# RECORD SET
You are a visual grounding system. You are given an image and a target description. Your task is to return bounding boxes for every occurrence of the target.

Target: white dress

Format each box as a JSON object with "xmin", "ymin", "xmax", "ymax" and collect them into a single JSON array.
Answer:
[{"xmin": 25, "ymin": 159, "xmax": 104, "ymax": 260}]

# WHAT THE TASK REQUIRES
Copy every entry exactly as it is given.

# FINISHED TASK
You are a visual grounding system. You are given an image and a target description. Your task is to return bounding boxes for every occurrence of the target.

Target: white dress

Format each box as a JSON object with "xmin", "ymin", "xmax", "ymax" and collect them into a single JSON array.
Answer:
[{"xmin": 25, "ymin": 159, "xmax": 104, "ymax": 260}]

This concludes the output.